====== Data supplied
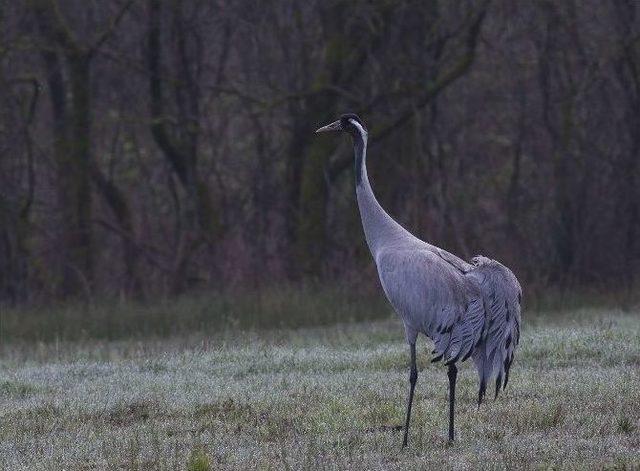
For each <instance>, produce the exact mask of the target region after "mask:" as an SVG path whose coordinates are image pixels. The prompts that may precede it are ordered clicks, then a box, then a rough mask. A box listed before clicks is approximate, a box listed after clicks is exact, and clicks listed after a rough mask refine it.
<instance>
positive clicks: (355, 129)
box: [316, 113, 367, 137]
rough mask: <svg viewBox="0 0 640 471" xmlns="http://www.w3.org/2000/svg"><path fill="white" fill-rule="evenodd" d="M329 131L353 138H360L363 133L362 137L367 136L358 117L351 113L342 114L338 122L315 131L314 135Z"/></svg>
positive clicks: (330, 124)
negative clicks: (341, 134)
mask: <svg viewBox="0 0 640 471" xmlns="http://www.w3.org/2000/svg"><path fill="white" fill-rule="evenodd" d="M329 131H344V132H347V133H349V134H351V135H352V136H354V137H355V136H360V135H362V134H363V133H364V135H363V137H366V135H367V129H366V128H365V127H364V123H363V122H362V120H361V119H360V118H358V115H356V114H353V113H347V114H343V115H342V116H340V119H339V120H337V121H334V122H333V123H331V124H327V125H326V126H323V127H321V128H320V129H318V130H317V131H316V133H318V132H329Z"/></svg>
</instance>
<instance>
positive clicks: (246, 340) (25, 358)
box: [0, 301, 640, 470]
mask: <svg viewBox="0 0 640 471" xmlns="http://www.w3.org/2000/svg"><path fill="white" fill-rule="evenodd" d="M292 304H294V305H295V302H293V301H292ZM273 309H274V311H275V310H277V306H276V307H274V308H273ZM114 312H115V308H114ZM5 314H6V313H5ZM381 315H382V318H381V319H378V320H375V321H363V320H362V319H360V317H359V315H357V314H354V315H353V316H351V317H352V318H353V321H352V322H347V323H341V324H335V325H324V326H316V327H302V328H295V329H293V328H288V327H284V326H283V327H281V328H278V329H270V330H260V329H250V330H244V329H243V328H242V325H240V326H234V325H231V326H227V327H226V328H224V329H218V330H215V329H213V328H211V329H205V330H204V331H203V332H200V333H198V334H194V333H188V329H181V328H178V327H176V330H175V333H174V334H172V333H171V332H170V331H167V332H165V331H164V330H163V331H162V332H161V333H162V334H163V335H162V336H158V335H153V336H146V338H144V337H142V336H140V337H138V336H135V335H134V336H133V337H131V336H129V338H127V335H126V325H124V324H122V325H120V324H117V326H116V327H114V329H115V330H113V331H112V332H117V335H104V336H102V337H104V338H103V339H96V338H95V336H91V335H87V336H85V338H83V336H82V335H70V336H69V337H70V338H71V339H72V340H65V339H64V336H58V335H54V336H52V335H46V330H42V332H41V333H40V334H38V336H39V337H42V339H41V340H38V339H30V338H28V337H29V336H28V335H26V334H25V335H22V336H20V335H17V334H16V335H15V338H12V339H7V334H6V332H10V333H11V332H13V333H15V332H19V330H15V327H11V326H15V325H18V324H19V320H16V319H13V318H12V317H11V316H12V315H9V314H6V315H5V335H4V337H3V338H4V340H3V342H2V344H0V354H1V356H0V469H7V470H17V469H38V470H46V469H51V470H60V469H67V470H70V469H138V470H148V469H167V470H169V469H189V470H207V469H211V470H213V469H292V470H297V469H354V468H356V469H442V468H445V469H447V468H451V469H477V468H479V467H481V468H488V469H514V468H523V469H527V468H530V469H540V468H543V469H549V468H552V469H560V468H561V469H603V468H608V469H639V468H640V312H638V311H631V312H627V313H621V312H616V311H605V310H602V309H591V310H588V309H577V310H571V311H565V312H549V313H546V314H537V313H531V312H525V322H526V323H525V326H524V329H523V336H522V341H521V348H520V350H519V351H518V353H517V356H516V361H515V364H514V366H513V370H512V377H511V379H510V384H509V388H508V389H507V391H505V393H503V394H502V395H501V396H500V397H499V398H498V400H497V401H495V402H494V401H493V400H489V401H487V402H486V403H485V404H483V406H482V407H481V408H480V409H479V410H478V409H477V407H476V404H475V398H476V391H477V381H476V374H475V371H474V369H473V365H472V364H471V363H465V364H464V365H463V366H462V368H461V374H460V375H459V386H458V391H459V392H458V408H457V424H456V425H457V433H458V437H457V441H456V442H455V443H454V444H452V445H451V444H449V443H447V440H446V432H447V429H446V427H447V415H446V414H447V378H446V372H445V369H444V368H443V367H442V366H441V365H430V364H429V363H428V358H429V355H428V354H427V353H428V352H429V350H430V348H429V347H430V345H429V343H428V342H427V341H425V340H424V339H421V340H420V344H419V352H420V355H419V357H420V362H419V369H420V377H419V379H418V386H417V389H416V399H415V403H414V410H415V412H414V416H413V426H412V433H411V436H410V446H409V448H408V449H406V450H401V449H400V443H401V440H402V435H401V434H402V432H401V431H398V430H397V428H398V427H397V426H398V425H400V424H401V422H402V420H403V415H404V406H405V395H406V389H407V374H408V373H407V363H408V353H407V348H406V347H405V345H404V343H403V338H402V329H401V325H400V322H399V321H398V320H397V319H395V318H393V317H389V316H388V314H381ZM14 317H15V316H14ZM329 317H331V316H329ZM330 320H331V319H330V318H328V319H326V322H325V320H323V319H320V321H321V322H320V323H321V324H330V322H329V321H330ZM166 322H167V323H169V324H170V321H169V320H167V321H166ZM194 322H195V321H194ZM136 328H139V327H136ZM11 329H14V330H11ZM50 329H54V327H50ZM76 330H77V329H76ZM80 330H82V329H80Z"/></svg>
============
Problem requirements:
Bring together each line above where the string "rough" turns up.

Response to this task:
For each <instance>, produce the exact mask of the target region after "mask:" as an SVG path whose coordinates are image pixels. The prompts that may precede it are ordered clicks, then a box, then a rough mask. A box listed before clicks is approximate, a box listed after clicks is exact, and clicks listed after a rough mask refine it.
rough mask: <svg viewBox="0 0 640 471" xmlns="http://www.w3.org/2000/svg"><path fill="white" fill-rule="evenodd" d="M329 131L353 138H360L363 133L362 137L367 136L358 117L351 113L342 114L338 122L315 131L314 135Z"/></svg>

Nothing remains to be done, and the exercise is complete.